**TASK:** The entries are to be duplicated exactly, with nothing left out.

Point localization data

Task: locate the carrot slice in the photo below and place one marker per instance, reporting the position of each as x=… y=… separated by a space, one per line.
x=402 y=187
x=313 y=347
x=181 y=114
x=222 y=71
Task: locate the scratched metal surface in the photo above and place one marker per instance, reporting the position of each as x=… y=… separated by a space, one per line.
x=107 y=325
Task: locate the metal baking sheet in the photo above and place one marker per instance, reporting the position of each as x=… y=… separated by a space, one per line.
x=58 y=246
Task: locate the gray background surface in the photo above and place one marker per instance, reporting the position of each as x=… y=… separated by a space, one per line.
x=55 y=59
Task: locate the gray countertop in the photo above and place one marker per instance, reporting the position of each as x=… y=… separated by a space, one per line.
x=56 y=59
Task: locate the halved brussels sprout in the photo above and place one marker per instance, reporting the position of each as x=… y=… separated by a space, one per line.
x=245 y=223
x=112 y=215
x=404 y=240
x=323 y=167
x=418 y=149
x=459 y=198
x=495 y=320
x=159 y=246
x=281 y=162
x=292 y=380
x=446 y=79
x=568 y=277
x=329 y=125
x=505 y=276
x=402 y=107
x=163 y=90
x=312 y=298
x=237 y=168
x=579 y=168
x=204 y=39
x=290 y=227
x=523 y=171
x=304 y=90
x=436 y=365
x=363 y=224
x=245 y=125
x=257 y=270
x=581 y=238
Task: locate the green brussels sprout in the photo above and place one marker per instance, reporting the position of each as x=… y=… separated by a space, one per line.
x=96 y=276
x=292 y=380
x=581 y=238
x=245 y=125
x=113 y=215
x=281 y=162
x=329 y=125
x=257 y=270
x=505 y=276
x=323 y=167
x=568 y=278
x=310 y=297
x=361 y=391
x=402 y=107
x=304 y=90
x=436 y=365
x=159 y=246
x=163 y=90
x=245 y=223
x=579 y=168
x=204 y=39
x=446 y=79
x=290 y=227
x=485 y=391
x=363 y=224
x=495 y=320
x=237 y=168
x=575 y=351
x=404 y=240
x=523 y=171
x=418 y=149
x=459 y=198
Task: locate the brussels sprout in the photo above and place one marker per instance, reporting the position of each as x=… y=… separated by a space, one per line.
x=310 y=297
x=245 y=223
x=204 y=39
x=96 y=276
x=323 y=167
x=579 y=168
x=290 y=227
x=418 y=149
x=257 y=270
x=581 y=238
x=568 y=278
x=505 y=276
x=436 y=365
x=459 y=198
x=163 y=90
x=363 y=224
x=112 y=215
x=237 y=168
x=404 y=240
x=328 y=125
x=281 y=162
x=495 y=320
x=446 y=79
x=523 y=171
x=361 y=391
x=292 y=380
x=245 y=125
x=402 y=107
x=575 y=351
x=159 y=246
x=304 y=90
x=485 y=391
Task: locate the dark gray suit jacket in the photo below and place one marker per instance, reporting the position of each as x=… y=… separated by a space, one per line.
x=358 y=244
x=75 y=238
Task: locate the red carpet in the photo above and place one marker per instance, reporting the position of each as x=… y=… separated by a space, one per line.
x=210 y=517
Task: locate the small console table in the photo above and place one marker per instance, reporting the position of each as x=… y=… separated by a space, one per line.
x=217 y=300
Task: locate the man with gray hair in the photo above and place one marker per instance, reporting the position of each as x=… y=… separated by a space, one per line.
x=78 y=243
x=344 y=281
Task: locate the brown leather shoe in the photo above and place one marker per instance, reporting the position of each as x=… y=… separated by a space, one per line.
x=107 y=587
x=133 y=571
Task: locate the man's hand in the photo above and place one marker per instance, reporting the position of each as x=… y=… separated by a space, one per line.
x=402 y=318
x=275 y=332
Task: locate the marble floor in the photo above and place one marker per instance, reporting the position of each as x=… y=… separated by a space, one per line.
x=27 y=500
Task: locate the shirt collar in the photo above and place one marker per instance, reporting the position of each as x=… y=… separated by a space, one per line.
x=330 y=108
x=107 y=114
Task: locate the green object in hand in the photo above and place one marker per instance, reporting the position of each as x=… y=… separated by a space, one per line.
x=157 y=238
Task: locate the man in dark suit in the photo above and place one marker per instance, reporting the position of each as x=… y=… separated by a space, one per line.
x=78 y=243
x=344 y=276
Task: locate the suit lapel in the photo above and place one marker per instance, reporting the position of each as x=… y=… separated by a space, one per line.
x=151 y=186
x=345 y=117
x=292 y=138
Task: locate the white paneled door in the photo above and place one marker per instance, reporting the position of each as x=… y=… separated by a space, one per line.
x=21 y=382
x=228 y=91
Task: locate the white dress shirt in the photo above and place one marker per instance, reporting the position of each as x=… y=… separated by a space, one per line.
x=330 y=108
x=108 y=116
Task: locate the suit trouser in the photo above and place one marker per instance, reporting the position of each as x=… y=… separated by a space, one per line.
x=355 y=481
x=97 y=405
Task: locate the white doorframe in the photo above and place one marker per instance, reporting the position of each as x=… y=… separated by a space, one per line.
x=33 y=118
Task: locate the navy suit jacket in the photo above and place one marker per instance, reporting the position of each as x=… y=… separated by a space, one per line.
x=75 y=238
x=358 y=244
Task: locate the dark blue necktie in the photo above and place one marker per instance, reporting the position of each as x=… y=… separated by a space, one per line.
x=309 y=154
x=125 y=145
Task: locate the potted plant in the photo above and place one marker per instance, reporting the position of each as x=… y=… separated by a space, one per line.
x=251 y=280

**EXERCISE OUTPUT:**
Task: locate the carrot slice in the photo below and place one marker per instance, reporting the position of each as x=… y=… separated by a space, one per line.
x=402 y=187
x=313 y=347
x=181 y=114
x=222 y=71
Task: locate the scratched metal surface in the photo above and place one marker per instance, reporting the position of each as x=… y=… separated by a space, one per line.
x=107 y=325
Task: locate the metal baking sheet in the photo above and place one marker per instance, reporting the position of each as x=… y=… separated by a space, one per line.
x=58 y=246
Task: locate the gray background surface in the photo above and place one marker per instance, reporting the position of each as x=… y=… separated by a space, one per line.
x=55 y=59
Task: locate the gray countertop in the photo above and place one marker per instance, reporting the position of each as x=… y=… separated by a space, one per line.
x=56 y=59
Task: locate the halved brussels sprout in the photo above and place one marker per instance, reporting the position of each as x=… y=… separated by a space, one per line.
x=245 y=223
x=112 y=215
x=404 y=240
x=323 y=167
x=418 y=149
x=459 y=198
x=495 y=320
x=159 y=246
x=281 y=162
x=292 y=380
x=446 y=79
x=568 y=277
x=329 y=125
x=505 y=276
x=402 y=107
x=163 y=90
x=312 y=298
x=237 y=168
x=579 y=168
x=204 y=39
x=290 y=227
x=523 y=171
x=304 y=90
x=436 y=365
x=363 y=224
x=245 y=125
x=257 y=270
x=581 y=238
Task: locate the green brussels sprout in the photo above and place one marker per instance, reporting the position of each as x=… y=… separated by a space, one per line.
x=96 y=276
x=292 y=380
x=581 y=238
x=245 y=125
x=113 y=215
x=281 y=162
x=329 y=125
x=257 y=270
x=505 y=276
x=323 y=167
x=568 y=278
x=310 y=297
x=361 y=391
x=402 y=107
x=304 y=90
x=436 y=365
x=159 y=246
x=163 y=90
x=245 y=223
x=579 y=168
x=204 y=39
x=446 y=79
x=290 y=227
x=485 y=391
x=363 y=224
x=495 y=320
x=237 y=168
x=575 y=351
x=404 y=240
x=523 y=171
x=418 y=149
x=459 y=198
Task: locate the brussels sprout in the photo above and place one marker per instance, reporting the position of each as x=… y=… separated by a space, one per line.
x=310 y=297
x=245 y=223
x=204 y=39
x=96 y=276
x=323 y=167
x=579 y=168
x=290 y=227
x=418 y=149
x=257 y=270
x=581 y=238
x=568 y=278
x=505 y=276
x=436 y=365
x=459 y=198
x=163 y=90
x=363 y=224
x=112 y=215
x=237 y=168
x=404 y=240
x=328 y=125
x=281 y=162
x=495 y=320
x=446 y=79
x=523 y=171
x=361 y=391
x=292 y=380
x=245 y=125
x=402 y=107
x=575 y=351
x=159 y=246
x=304 y=90
x=485 y=391
Task: locate the dark gray suit jacket in the photo below and place one marker per instance, reporting the position of each as x=… y=… separated by a space, one per line.
x=358 y=244
x=75 y=238
Task: locate the red carpet in the photo above and place one marker per instance, reporting the position of each as x=… y=… separated by a space, one per line.
x=210 y=517
Task: locate the small console table in the photo above and place one marker per instance, reporting the position of each as x=… y=… separated by a space, one per line.
x=217 y=300
Task: locate the man with gray hair in the photo above and place one marker per instance, reporting the position of each as x=… y=… separated by a space, one per line.
x=78 y=243
x=344 y=281
Task: locate the brown leather shoe in the photo above and place one marker per instance, reporting the position of each as x=… y=… separated by a space, one per line.
x=107 y=587
x=133 y=571
Task: locate the man's hand in the photo above and place one marker per instance, reporting the position of each as x=… y=… separated by a space, one per line.
x=402 y=318
x=275 y=332
Task: locate the marble floor in the photo above and place one marker per instance, reporting the position of each as x=… y=… separated by a space, one per line.
x=27 y=500
Task: locate the shirt collar in the photo above and place one marker per instance, reporting the position of each as x=… y=… separated by a space, one per line.
x=330 y=108
x=107 y=114
Task: locate the green object in hand in the photo above and place one marker per instance, reporting the position of each as x=… y=… separated by a space, one per line.
x=157 y=238
Task: locate the man in dark suit in the photo above and place one marker per instance, reporting the position of each as x=… y=… separated by a space, one per line.
x=78 y=243
x=344 y=276
Task: locate the suit lapel in the photo above and place one marker per instance, reporting the position of each as x=… y=… separated by a space, one per line.
x=151 y=186
x=345 y=117
x=292 y=138
Task: locate the white paneled door in the photo above and place one marker per instance, reporting the position of each as x=… y=… separated by a space, one per line.
x=21 y=382
x=228 y=91
Task: locate the white dress shirt in the photo above and place one marker per instance, reporting the position of each as x=… y=… separated by a space, one per line.
x=330 y=108
x=108 y=116
Task: locate the suit trouser in the photo above and place one marker per instance, reporting the position of each as x=… y=… separated by a space, one per line.
x=355 y=481
x=97 y=405
Task: locate the white doorframe in the photo above and place one marker per instance, reporting the position of each as x=… y=… separated by a space, one per line.
x=33 y=118
Task: locate the navy suit jacket in the photo above and place one marker per instance, reporting the position of each as x=… y=… separated by a space, one per line.
x=75 y=238
x=358 y=244
Task: locate the dark blue necktie in the photo above and place one marker per instance, reporting the position of each as x=… y=… separated by a space, one per line.
x=309 y=154
x=125 y=145
Task: locate the potted plant in the photo above and place one marker per instance, reporting the position of each as x=… y=… separated by a space, one per line.
x=251 y=280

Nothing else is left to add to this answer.